PROBLEM:
Identify every line in the records that contains the word "white" and copy each of those lines. Case counts.

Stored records
((

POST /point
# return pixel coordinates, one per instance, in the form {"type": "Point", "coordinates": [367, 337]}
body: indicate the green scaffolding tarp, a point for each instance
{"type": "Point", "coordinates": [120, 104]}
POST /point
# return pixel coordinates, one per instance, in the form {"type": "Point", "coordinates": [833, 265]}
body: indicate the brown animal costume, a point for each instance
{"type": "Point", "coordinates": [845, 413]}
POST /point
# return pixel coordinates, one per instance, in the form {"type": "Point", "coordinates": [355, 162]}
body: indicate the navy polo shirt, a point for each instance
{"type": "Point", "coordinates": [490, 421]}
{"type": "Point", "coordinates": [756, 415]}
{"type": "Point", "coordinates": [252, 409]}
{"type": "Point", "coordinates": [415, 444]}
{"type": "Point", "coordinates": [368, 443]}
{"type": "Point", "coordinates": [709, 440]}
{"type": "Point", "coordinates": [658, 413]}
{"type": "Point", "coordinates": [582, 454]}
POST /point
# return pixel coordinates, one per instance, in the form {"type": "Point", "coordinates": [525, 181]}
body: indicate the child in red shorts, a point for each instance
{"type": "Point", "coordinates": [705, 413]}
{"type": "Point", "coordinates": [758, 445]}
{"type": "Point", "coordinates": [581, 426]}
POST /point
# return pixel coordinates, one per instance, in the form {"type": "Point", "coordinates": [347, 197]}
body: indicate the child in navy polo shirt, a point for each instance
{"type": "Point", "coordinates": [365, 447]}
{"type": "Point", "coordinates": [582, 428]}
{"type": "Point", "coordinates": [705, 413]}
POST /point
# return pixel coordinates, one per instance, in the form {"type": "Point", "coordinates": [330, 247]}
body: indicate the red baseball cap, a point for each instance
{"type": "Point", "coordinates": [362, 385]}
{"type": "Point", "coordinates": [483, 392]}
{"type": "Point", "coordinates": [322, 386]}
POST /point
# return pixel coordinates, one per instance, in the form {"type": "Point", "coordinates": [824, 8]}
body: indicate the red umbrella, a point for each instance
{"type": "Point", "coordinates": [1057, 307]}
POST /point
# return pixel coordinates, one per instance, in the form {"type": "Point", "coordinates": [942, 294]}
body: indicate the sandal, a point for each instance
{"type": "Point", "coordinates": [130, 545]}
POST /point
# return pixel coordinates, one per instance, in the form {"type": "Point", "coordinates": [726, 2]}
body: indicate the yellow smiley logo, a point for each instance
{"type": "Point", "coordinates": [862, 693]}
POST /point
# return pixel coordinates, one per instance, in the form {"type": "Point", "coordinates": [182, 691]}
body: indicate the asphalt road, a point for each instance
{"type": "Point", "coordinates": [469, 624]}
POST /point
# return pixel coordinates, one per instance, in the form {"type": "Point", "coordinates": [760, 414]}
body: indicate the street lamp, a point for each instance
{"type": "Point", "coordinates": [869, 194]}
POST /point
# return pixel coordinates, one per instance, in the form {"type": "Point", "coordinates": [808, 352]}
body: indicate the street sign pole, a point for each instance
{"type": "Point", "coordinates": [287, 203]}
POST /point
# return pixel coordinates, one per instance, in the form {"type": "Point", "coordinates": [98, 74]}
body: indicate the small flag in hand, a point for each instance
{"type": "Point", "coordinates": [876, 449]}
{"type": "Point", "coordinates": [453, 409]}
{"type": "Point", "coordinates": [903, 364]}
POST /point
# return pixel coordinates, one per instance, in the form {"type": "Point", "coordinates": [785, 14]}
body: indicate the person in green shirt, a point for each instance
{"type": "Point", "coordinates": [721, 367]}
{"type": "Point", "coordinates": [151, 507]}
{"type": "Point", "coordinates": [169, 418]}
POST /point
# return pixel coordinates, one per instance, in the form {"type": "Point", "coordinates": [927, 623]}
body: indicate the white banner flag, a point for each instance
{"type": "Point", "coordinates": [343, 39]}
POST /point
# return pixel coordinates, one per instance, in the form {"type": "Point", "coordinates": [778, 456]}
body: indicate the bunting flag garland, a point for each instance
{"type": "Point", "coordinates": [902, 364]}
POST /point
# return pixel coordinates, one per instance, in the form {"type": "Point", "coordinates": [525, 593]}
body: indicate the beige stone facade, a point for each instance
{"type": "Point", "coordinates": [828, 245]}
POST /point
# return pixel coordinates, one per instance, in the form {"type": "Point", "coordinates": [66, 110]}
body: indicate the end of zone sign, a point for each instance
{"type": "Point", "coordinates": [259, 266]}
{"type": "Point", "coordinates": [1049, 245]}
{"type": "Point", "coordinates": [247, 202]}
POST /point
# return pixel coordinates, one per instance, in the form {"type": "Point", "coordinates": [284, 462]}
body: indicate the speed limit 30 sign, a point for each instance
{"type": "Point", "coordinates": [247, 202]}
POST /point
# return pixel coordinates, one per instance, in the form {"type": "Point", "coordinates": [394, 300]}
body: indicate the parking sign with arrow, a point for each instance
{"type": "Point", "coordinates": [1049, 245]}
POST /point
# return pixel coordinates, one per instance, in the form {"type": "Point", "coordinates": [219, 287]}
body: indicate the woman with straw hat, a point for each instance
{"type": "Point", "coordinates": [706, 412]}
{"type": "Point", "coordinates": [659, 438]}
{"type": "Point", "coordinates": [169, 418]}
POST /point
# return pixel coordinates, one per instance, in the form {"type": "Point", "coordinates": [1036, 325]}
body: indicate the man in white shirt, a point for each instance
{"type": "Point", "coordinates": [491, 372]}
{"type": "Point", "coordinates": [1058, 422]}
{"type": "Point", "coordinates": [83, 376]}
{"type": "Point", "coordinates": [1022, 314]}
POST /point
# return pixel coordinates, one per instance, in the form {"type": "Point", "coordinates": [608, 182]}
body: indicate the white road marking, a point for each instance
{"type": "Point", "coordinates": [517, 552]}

))

TASK RESPONSE:
body: indicate the white banner flag, a point for each instance
body: indicate the man in white shirt, a point for each instance
body: indicate the white road marking, a point for each instance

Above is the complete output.